### Given passage:
Industry Spotlights | April 1, 2025

What’s in store for banking in 2025?

 


 

Foreword by Jeremy Donaldson

This paper discusses some of the many forces that are in play with our clients as we begin 2025, and what can be done to mitigate (or capitalize on) their impact. The extraordinary pace of change in technologies (like Artificial General Intelligence — AGI) will not slow down. It will only accelerate. The challenge to adopt and safely integrate these new technologies into banking operations will not disappear and will force a reckoning with firms’ existing technical debts.

Modernizing the technical and operational environments will allow for rapid strategic decisions and agile execution. As we have seen with some of our clients, achieving this is not an insurmountable problem — but it requires trade-offs. With all of the other growth and regulatory pressures on today’s boards, huge investments in “risk mitigation” modernization programs are tough to sell. Keeping an institution’s environment secure, agile, and reliable is not.


Banking on survival: evolving risk and technological disruption

 

Banking on survival

by Dr. Alex Kokkonen

 


Evolving risk

From threats related to credit risk or market fluctuations, the concerns have now shifted to the very core of banking operations and the business models of banks. Cybersecurity breaches, which were once a rare occurrence, have now become an everyday occurrence that could bring down even the mightiest banking giants. Where fintech and decentralized finance (de-fi) increasingly threaten banks, economic shocks if anything, amplified by global interconnectedness can wipe out even the sturdiest of balance sheets in the blink of an eye. For Tier 1 banks, the stakes have never been higher. Given their systemic importance, a single failure might trigger a cascading effect throughout the global economy. Tier 2 banks are smaller, yet not immune. A regional focus belies a vulnerability to economic downturns or shifts in consumer behavior at the local level.

Technological disruption

The rapid pace of technological change is fundamentally changing banking. Fintech and big tech have forced banks to embrace digital technologies. These market players are forcing banking institutions to continually and dramatically improve, expand, and innovate their services, processes and customer-oriented strategies.

These disruptors deploy technology in an endeavor to execute solutions at lower cost, with higher speed and far more convenience, appealing to the significant share of the market which could lead to a loss of both market relevance and market share for banks. The rise of cryptocurrencies and, more so, de-fi threatens to upend the very fabric of the traditional banking model. These disruptors could impact the role of traditional banks in the financial ecosystem as these trends continue to gain traction. 2025 will see these changes accelerate at unprecedented rates. What’s


 

Artificial Intelligence (AI)

by Tim Meng Ching and Lars Klinghammer

 


The banking industry stands at the threshold of an AI-driven transformation that promises to radically reshape the way institutions operate and serve their customers. The integration of AI presents both an opportunity and a challenge. Those banks able to execute complete AI strategies in line with regulatory, ethical, and workforce considerations will acquire a competitive advantage. With the fast-paced continuous development of this industry, a delicate balance between innovation and responsibility is the only viable way to ensure sustainable competitiveness in the AI-driven future of banking.

Artificial General Intelligence (AGI)

Artificial General Intelligence will likely become mainstream, as a greater number of banks incorporate AGI into their business processes. For banks who have incorporated machine learning, through pattern analysis on usage behavior, fraud detection and risk management, the incorporation of AGI will further enhance them.

Region labeling entries
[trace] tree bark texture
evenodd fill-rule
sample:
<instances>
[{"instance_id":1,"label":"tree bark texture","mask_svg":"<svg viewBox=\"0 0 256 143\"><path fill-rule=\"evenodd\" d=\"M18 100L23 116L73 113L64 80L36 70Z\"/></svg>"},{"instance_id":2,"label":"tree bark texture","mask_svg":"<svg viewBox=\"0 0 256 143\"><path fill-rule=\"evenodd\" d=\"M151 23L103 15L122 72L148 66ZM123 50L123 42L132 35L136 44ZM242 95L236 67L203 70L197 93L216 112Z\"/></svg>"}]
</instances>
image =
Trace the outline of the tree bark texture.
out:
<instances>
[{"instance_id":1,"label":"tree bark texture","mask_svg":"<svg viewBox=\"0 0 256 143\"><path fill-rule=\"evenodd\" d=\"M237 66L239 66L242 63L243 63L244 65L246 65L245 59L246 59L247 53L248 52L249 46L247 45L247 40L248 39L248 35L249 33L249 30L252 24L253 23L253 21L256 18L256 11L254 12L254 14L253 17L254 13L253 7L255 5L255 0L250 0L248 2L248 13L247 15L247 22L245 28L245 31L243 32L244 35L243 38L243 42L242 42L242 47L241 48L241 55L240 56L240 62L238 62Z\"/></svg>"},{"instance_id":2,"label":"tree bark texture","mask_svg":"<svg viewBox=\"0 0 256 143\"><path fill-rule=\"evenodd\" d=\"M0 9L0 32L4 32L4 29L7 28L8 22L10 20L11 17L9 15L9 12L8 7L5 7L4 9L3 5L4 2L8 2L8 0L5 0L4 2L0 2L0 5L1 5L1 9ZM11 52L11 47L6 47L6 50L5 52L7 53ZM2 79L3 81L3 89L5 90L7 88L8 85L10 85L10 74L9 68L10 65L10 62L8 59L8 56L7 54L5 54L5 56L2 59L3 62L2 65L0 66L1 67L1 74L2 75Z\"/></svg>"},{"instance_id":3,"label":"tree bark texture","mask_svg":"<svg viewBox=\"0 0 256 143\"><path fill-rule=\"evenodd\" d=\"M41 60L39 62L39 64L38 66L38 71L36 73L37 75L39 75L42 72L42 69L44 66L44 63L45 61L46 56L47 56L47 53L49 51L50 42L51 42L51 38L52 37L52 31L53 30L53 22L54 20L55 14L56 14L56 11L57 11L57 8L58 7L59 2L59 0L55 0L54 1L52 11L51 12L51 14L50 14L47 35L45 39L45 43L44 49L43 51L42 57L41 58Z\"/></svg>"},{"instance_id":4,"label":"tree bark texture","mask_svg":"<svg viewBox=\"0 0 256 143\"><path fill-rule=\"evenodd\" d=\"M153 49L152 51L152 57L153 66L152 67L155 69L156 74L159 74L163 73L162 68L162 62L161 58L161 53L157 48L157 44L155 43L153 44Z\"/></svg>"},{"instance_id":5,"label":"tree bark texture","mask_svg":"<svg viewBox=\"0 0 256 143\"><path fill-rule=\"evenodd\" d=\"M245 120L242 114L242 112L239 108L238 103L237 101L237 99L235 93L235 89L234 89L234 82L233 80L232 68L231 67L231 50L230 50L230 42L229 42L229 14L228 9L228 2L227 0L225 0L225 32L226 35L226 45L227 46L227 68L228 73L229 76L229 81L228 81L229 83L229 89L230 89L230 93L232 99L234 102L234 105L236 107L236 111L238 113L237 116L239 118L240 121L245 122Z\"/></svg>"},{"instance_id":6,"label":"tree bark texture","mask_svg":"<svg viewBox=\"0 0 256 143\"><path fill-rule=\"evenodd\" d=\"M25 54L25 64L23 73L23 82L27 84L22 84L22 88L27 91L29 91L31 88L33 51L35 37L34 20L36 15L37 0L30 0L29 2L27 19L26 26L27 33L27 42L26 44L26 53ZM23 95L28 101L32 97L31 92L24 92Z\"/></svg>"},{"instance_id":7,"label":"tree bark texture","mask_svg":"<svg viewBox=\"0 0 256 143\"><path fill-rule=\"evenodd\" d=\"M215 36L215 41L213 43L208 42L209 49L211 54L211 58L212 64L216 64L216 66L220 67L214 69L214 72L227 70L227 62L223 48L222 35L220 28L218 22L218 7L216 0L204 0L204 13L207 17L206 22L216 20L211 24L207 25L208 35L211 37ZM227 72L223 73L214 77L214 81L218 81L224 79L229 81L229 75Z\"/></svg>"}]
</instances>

### Exercise brief:
Extend the banking outlook from its final sentence onward. The entries are separate material and are unrelated to the banking outlook.

### Written answer:
Generative AI transformation

Generative AI is changing core banking in several big ways. Advanced language models make customer service interactions more natural and context-specific, enabling the virtual assistant to handle complex queries and give in-depth financial advice. AI-driven systems smooth document processing by automating document analysis, generating reports with insights, and extracting data, considerably reducing the time spent on manual processing. AI-driven solutions create less dependence on compliance management, by simplifying regulatory reporting, enhancing anti-money laundering through automated risk identification, and producing compliance documentation.

Agentic AI

Customer-oriented interactions require an increase in two-way digital conversations with banks, not today’s one-way push notifications. The time is right for enterprises to build on this trend with the growth of Agentic AI platforms and appropriate use cases.


Banking and security: data-centric security, Zero Trust, AGI, RaaS, NIS2

 

Security

by Tim Meng Ching and Lars Klinghammer

 


Data-centric security

In 2025, banks will increasingly leverage AI to drive efficiency and innovation, and the concept of datacentric security has become paramount. Traditional perimeter-based security models will continue to be foundational for AI security, but they are, on their own, no longer sufficient. As AI-enabled cyberattacks become more common, the need for enhanced data security measures will become more evident. This will continue to force renewed emphasis on data governance, compliance with data protection regulations, and new standards for data residency will demand it.

The cost of protection, like Zero Trust and data security controls, will be small compared to the costs associated with potential data breaches, unauthorized access and AI-driven adversarial attacks.

AGI security

Banks are utilizing AGI to transform their customer digital experience; threat actors will be using that very same technology to perform deep fake and other scams to fool bank customers. AI costs have decreased substantially, so an increasing use of AI to attack banks is expected.

Ransomware as-a-Service (RaaS)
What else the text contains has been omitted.